* **Stated goal**:
Convert the material below into a JSON array of strings with one string per line, leaving out any blank lines.
-- Start of Supplied material --
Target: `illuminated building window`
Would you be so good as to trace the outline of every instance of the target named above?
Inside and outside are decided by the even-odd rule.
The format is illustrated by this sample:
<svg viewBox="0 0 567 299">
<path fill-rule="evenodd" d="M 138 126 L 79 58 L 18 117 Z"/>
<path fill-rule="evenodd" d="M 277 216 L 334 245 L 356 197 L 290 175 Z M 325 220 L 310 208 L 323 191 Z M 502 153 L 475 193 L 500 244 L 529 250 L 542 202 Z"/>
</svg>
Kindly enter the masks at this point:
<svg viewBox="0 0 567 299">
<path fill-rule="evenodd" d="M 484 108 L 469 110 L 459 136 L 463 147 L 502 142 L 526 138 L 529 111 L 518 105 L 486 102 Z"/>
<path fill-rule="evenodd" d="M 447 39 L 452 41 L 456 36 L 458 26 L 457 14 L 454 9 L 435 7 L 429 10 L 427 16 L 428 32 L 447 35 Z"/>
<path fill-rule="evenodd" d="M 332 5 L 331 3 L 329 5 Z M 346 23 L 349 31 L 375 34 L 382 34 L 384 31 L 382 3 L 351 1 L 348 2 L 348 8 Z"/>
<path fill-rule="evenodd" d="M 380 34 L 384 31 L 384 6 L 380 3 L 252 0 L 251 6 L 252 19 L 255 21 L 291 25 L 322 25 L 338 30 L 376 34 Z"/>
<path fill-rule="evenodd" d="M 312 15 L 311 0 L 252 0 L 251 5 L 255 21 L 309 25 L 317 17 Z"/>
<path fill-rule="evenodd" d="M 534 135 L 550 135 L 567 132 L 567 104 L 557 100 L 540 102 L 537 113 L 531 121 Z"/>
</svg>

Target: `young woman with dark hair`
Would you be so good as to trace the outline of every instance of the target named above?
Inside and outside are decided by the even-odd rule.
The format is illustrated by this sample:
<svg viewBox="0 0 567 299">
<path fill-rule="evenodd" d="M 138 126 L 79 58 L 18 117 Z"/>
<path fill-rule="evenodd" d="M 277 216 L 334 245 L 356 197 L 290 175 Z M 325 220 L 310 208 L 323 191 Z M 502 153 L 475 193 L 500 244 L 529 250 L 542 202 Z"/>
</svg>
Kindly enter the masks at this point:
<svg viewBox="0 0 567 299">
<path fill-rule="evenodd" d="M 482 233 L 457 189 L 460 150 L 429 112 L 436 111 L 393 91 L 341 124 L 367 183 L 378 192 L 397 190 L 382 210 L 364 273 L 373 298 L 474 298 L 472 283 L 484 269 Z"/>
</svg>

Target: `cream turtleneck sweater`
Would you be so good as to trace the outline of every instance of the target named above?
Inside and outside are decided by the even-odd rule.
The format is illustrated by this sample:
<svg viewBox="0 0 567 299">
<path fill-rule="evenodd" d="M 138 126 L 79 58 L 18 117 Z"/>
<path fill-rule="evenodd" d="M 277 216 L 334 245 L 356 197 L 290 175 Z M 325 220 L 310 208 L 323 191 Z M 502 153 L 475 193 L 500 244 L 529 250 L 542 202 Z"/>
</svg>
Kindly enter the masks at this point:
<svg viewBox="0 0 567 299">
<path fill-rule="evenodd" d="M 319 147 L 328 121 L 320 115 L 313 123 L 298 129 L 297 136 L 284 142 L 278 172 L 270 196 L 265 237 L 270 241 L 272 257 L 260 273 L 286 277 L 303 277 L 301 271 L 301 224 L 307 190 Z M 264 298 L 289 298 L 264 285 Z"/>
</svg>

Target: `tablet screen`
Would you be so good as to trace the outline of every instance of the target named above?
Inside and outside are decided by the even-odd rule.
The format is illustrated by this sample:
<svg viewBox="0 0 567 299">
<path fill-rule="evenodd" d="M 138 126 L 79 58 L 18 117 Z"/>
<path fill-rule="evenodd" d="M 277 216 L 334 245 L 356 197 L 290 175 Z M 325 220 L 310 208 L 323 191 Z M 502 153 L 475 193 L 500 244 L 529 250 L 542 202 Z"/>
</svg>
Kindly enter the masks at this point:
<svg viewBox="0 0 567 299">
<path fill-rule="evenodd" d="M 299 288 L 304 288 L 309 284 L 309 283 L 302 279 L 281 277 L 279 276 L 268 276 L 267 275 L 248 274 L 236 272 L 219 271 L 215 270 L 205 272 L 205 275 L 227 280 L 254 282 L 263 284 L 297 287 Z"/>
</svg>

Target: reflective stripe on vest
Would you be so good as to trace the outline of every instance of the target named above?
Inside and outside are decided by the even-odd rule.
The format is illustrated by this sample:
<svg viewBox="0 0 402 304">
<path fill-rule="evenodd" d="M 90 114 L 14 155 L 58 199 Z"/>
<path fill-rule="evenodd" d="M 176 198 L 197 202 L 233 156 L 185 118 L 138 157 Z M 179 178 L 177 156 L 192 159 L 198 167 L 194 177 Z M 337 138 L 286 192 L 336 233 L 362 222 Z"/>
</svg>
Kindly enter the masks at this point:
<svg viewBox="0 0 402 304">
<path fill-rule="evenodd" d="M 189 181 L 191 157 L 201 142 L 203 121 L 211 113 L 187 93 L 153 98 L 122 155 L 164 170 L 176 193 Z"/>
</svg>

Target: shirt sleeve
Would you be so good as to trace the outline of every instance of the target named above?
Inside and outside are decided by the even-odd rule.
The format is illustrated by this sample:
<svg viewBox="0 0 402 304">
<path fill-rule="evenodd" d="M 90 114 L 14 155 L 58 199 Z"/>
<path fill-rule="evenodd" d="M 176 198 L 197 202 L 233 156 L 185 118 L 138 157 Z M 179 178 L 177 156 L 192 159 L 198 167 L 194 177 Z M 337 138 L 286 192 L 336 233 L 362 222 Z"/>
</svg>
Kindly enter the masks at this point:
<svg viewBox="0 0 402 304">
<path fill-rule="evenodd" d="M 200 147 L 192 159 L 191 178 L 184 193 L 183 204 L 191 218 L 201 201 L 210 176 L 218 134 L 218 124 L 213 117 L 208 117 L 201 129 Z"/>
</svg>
-- End of Supplied material --
* **Worked answer**:
[
  "Target: `illuminated building window`",
  "Would you be so good as to trace the outline of every instance of the target named above?",
  "Inside and outside are decided by the even-odd rule.",
  "The format is illustrated by this sample:",
  "<svg viewBox=\"0 0 567 299\">",
  "<path fill-rule=\"evenodd\" d=\"M 138 126 L 79 58 L 18 117 Z\"/>",
  "<path fill-rule=\"evenodd\" d=\"M 277 216 L 334 245 L 356 197 L 290 175 Z M 325 220 L 310 208 L 323 191 Z M 502 153 L 475 193 L 500 244 L 529 250 L 542 202 Z\"/>",
  "</svg>",
  "Kindly enter the masks at this point:",
  "<svg viewBox=\"0 0 567 299\">",
  "<path fill-rule=\"evenodd\" d=\"M 484 108 L 469 110 L 459 136 L 463 147 L 502 142 L 526 138 L 529 111 L 518 105 L 486 102 Z\"/>",
  "<path fill-rule=\"evenodd\" d=\"M 447 39 L 452 41 L 456 36 L 458 26 L 457 14 L 454 9 L 435 7 L 429 10 L 427 16 L 428 32 L 447 35 Z\"/>",
  "<path fill-rule=\"evenodd\" d=\"M 332 5 L 331 3 L 329 5 Z M 346 23 L 349 31 L 375 34 L 382 34 L 384 31 L 382 3 L 351 1 L 348 2 L 348 8 Z\"/>",
  "<path fill-rule=\"evenodd\" d=\"M 380 34 L 384 31 L 384 6 L 380 3 L 252 0 L 251 6 L 252 19 L 255 21 L 291 25 L 322 25 L 338 30 L 376 34 Z\"/>",
  "<path fill-rule=\"evenodd\" d=\"M 312 15 L 311 0 L 252 0 L 251 5 L 255 21 L 309 25 L 317 17 Z\"/>",
  "<path fill-rule=\"evenodd\" d=\"M 534 135 L 550 135 L 567 132 L 567 104 L 557 100 L 540 102 L 537 113 L 531 121 Z\"/>",
  "</svg>",
  "Target: `young woman with dark hair`",
  "Would you be so good as to trace the outline of every instance of the target named above?",
  "Inside and outside are decided by the even-odd rule.",
  "The format is illustrated by this sample:",
  "<svg viewBox=\"0 0 567 299\">",
  "<path fill-rule=\"evenodd\" d=\"M 138 126 L 79 58 L 18 117 Z\"/>",
  "<path fill-rule=\"evenodd\" d=\"M 277 216 L 334 245 L 356 197 L 290 175 Z M 325 220 L 310 208 L 323 191 Z M 502 153 L 475 193 L 500 244 L 529 250 L 542 202 Z\"/>",
  "</svg>",
  "Kindly enter the masks at this point:",
  "<svg viewBox=\"0 0 567 299\">",
  "<path fill-rule=\"evenodd\" d=\"M 482 233 L 457 189 L 460 150 L 429 112 L 436 111 L 393 91 L 341 124 L 367 183 L 378 192 L 397 190 L 382 210 L 364 273 L 373 298 L 474 298 L 472 283 L 484 269 Z\"/>",
  "</svg>",
  "Target: `cream turtleneck sweater`",
  "Would you be so good as to trace the outline of every instance of the target named above?",
  "Inside and outside are decided by the even-odd rule.",
  "The format is illustrated by this sample:",
  "<svg viewBox=\"0 0 567 299\">",
  "<path fill-rule=\"evenodd\" d=\"M 138 126 L 79 58 L 18 117 Z\"/>",
  "<path fill-rule=\"evenodd\" d=\"M 277 216 L 334 245 L 356 197 L 290 175 Z M 325 220 L 310 208 L 323 191 Z M 502 153 L 475 193 L 500 244 L 529 250 L 542 202 Z\"/>",
  "</svg>",
  "Kindly enter the masks at this point:",
  "<svg viewBox=\"0 0 567 299\">",
  "<path fill-rule=\"evenodd\" d=\"M 319 147 L 328 121 L 320 115 L 313 123 L 298 129 L 297 136 L 284 142 L 278 172 L 270 196 L 265 237 L 270 241 L 272 257 L 260 273 L 286 277 L 303 277 L 301 271 L 301 224 L 307 190 Z M 264 298 L 289 298 L 264 285 Z\"/>",
  "</svg>",
  "Target: `tablet screen`",
  "Would you be so good as to trace the outline of every instance of the target named above?",
  "Inside and outside are decided by the even-odd rule.",
  "The format is illustrated by this sample:",
  "<svg viewBox=\"0 0 567 299\">",
  "<path fill-rule=\"evenodd\" d=\"M 138 126 L 79 58 L 18 117 Z\"/>",
  "<path fill-rule=\"evenodd\" d=\"M 277 216 L 334 245 L 356 197 L 290 175 Z M 325 220 L 310 208 L 323 191 Z M 502 153 L 475 193 L 500 244 L 529 250 L 542 202 Z\"/>",
  "</svg>",
  "Kindly enter the masks at this point:",
  "<svg viewBox=\"0 0 567 299\">",
  "<path fill-rule=\"evenodd\" d=\"M 299 288 L 304 288 L 309 284 L 309 283 L 302 279 L 281 277 L 279 276 L 268 276 L 267 275 L 248 274 L 236 272 L 219 271 L 215 270 L 205 272 L 205 275 L 227 280 L 254 282 L 263 284 L 297 287 Z\"/>",
  "</svg>",
  "Target: reflective stripe on vest",
  "Would you be so good as to trace the outline of every instance of the target named above?",
  "Inside and outside are decided by the even-odd rule.",
  "The format is illustrated by this sample:",
  "<svg viewBox=\"0 0 402 304\">",
  "<path fill-rule=\"evenodd\" d=\"M 90 114 L 14 155 L 58 199 Z\"/>",
  "<path fill-rule=\"evenodd\" d=\"M 176 198 L 197 202 L 233 156 L 185 118 L 138 157 Z M 179 178 L 177 156 L 192 159 L 198 167 L 194 177 Z M 337 138 L 286 192 L 336 233 L 362 222 Z\"/>",
  "</svg>",
  "Kindly enter the masks at this point:",
  "<svg viewBox=\"0 0 402 304\">",
  "<path fill-rule=\"evenodd\" d=\"M 189 181 L 191 157 L 201 142 L 203 121 L 211 113 L 187 93 L 153 98 L 122 155 L 164 170 L 176 193 Z\"/>",
  "</svg>",
  "Target: shirt sleeve",
  "Would you be so good as to trace the outline of every instance of the target named above?",
  "Inside and outside are decided by the even-odd rule.",
  "The format is illustrated by this sample:",
  "<svg viewBox=\"0 0 402 304\">",
  "<path fill-rule=\"evenodd\" d=\"M 90 114 L 14 155 L 58 199 Z\"/>",
  "<path fill-rule=\"evenodd\" d=\"M 176 198 L 197 202 L 233 156 L 185 118 L 138 157 Z M 179 178 L 177 156 L 192 159 L 198 167 L 194 177 Z M 337 138 L 286 192 L 336 233 L 362 222 Z\"/>",
  "</svg>",
  "Kindly enter the masks at this point:",
  "<svg viewBox=\"0 0 402 304\">",
  "<path fill-rule=\"evenodd\" d=\"M 200 147 L 192 159 L 191 178 L 184 193 L 183 204 L 191 218 L 201 201 L 210 176 L 218 134 L 218 124 L 213 117 L 208 117 L 201 129 Z\"/>",
  "</svg>"
]